HammadB (u/HammadB) - Readit News

HammadB commented on Wal3: A Write-Ahead Log for Chroma, Built on Object Storage trychroma.com/engineering... · Posted by u/jeffchuber

swyx · 6 months ago

> In short, we believe that systems design is about contracts between reality and reality as we see it; reality as we see it is just a fiction. We believe systems exist in two forms: their actual reality and our fictional understanding of them. To us, the programmers, the system's reality is a fiction; we cannot see it, we can only observe it through additional SRE observability and monitoring mechanisms. To the system, this observability is a fiction. Whether due to tooling problems or just measurement error, the fiction presented via metrics, logs, and traces resembles the system itself, but is decidedly not the system itself.

this is very McLuhan/systemantics of you! all abstractions are leaky, but some abstractions let you look at the leaks.

TIL about setsums - one wonders if `fn setsum([String]) -> Digest` works then "nested setsums" must also work for very large scales.

one thing i missed from this post, which otherwise would score perfect marks for a technology introduciton, is benchmarks vs your comparisons on warpstream and friends.

HammadB · 6 months ago

You will always find a copy of McLuhan on the Chroma teams bookshelf !

▶ **Job 1**
In the forum thread, what does HammadB say can always be found on the Chroma team's bookshelf?
The forum thread and the entries that follow it come from separate, unrelated sources.

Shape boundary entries
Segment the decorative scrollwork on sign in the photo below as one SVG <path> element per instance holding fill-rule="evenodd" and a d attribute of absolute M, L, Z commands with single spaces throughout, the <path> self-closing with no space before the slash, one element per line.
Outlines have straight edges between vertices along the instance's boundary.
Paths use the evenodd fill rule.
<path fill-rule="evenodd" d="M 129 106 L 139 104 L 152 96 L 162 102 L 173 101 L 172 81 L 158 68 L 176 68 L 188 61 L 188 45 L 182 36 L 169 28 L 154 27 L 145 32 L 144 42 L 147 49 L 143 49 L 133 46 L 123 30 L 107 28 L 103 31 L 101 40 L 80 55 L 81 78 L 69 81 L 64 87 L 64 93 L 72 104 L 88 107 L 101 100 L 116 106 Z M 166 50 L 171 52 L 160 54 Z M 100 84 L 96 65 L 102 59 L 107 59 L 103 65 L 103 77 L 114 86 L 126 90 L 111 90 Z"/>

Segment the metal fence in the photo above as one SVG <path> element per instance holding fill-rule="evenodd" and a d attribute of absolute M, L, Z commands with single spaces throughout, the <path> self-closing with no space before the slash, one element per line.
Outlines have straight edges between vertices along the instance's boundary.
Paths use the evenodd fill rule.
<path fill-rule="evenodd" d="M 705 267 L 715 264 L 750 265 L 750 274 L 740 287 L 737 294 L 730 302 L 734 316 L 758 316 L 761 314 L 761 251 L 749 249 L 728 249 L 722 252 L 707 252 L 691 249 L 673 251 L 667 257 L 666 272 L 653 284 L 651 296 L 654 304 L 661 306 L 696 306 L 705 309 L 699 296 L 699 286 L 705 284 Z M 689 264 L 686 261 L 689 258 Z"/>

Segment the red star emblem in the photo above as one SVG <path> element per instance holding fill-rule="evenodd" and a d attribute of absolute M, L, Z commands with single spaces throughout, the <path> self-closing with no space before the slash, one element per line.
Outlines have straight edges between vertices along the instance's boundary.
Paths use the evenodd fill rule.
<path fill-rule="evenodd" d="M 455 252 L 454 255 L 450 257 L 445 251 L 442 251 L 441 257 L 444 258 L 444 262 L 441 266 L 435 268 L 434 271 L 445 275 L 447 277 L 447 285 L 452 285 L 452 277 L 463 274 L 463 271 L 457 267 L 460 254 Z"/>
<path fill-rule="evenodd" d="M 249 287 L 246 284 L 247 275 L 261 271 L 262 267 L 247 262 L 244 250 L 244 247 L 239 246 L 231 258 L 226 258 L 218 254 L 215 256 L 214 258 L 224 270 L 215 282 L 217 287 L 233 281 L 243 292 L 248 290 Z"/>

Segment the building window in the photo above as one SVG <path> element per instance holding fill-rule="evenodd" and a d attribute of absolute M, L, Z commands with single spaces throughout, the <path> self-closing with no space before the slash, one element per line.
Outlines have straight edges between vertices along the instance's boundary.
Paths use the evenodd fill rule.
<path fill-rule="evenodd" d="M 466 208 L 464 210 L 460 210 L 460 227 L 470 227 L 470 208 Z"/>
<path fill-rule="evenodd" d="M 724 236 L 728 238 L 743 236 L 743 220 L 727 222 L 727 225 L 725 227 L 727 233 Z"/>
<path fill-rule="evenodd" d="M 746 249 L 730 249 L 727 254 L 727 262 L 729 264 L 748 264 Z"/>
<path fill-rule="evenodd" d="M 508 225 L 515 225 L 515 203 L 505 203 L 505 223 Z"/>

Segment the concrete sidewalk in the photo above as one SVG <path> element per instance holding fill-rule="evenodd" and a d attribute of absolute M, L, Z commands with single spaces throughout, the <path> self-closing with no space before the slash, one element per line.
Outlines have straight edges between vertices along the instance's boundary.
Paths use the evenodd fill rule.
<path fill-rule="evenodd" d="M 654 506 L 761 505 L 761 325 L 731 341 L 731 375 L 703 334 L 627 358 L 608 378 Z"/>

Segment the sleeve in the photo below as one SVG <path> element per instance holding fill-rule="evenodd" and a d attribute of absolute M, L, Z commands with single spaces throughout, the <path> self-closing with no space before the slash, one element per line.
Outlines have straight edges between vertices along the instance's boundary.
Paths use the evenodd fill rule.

▶ **Job 2**
Turn the lines of the entries, from the line containing "Segment the sleeve" through the end of the entries, into a numbered list, omitting any blank lines.

▶ **Complete output 1**
A copy of McLuhan.

▶ **Complete output 2**
1. Segment the sleeve in the photo below as one SVG <path> element per instance holding fill-rule="evenodd" and a d attribute of absolute M, L, Z commands with single spaces throughout, the <path> self-closing with no space before the slash, one element per line.
2. Outlines have straight edges between vertices along the instance's boundary.
3. Paths use the evenodd fill rule.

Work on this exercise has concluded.